• _Task objective_: Write out the material again with "region" swapped for "area" everywhere it occurs, changing nothing else.

• _Data excerpts_:

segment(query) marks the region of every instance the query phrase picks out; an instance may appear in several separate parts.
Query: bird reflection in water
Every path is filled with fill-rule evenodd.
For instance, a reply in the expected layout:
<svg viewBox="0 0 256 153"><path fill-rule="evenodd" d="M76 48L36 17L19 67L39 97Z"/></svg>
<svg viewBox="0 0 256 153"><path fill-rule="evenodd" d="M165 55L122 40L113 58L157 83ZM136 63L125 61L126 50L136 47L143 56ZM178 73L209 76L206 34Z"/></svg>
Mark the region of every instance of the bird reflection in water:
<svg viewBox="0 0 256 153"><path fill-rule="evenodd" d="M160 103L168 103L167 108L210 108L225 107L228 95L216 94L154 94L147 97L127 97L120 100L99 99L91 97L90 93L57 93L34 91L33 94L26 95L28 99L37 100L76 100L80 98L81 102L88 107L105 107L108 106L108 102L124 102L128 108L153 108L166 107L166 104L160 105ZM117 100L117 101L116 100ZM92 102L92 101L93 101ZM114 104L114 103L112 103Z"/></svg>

• _Response to the exercise_:
segment(query) marks the area of every instance the query phrase picks out; an instance may appear in several separate parts.
Query: bird reflection in water
Every path is filled with fill-rule evenodd.
For instance, a reply in the expected layout:
<svg viewBox="0 0 256 153"><path fill-rule="evenodd" d="M76 48L36 17L19 67L39 97Z"/></svg>
<svg viewBox="0 0 256 153"><path fill-rule="evenodd" d="M165 55L122 40L113 58L157 83ZM136 63L125 61L126 50L136 47L143 56ZM178 73L209 76L206 34Z"/></svg>
Mark the area of every instance of the bird reflection in water:
<svg viewBox="0 0 256 153"><path fill-rule="evenodd" d="M160 103L168 103L167 108L210 108L225 107L228 95L216 94L154 94L147 97L127 97L120 100L99 99L91 97L90 93L57 93L34 91L33 94L26 95L28 99L37 100L76 100L80 98L81 102L88 107L105 107L108 106L108 102L124 102L128 108L153 108L166 107L166 104L160 105ZM117 100L117 101L116 100ZM92 102L92 101L93 101ZM114 104L114 103L112 103Z"/></svg>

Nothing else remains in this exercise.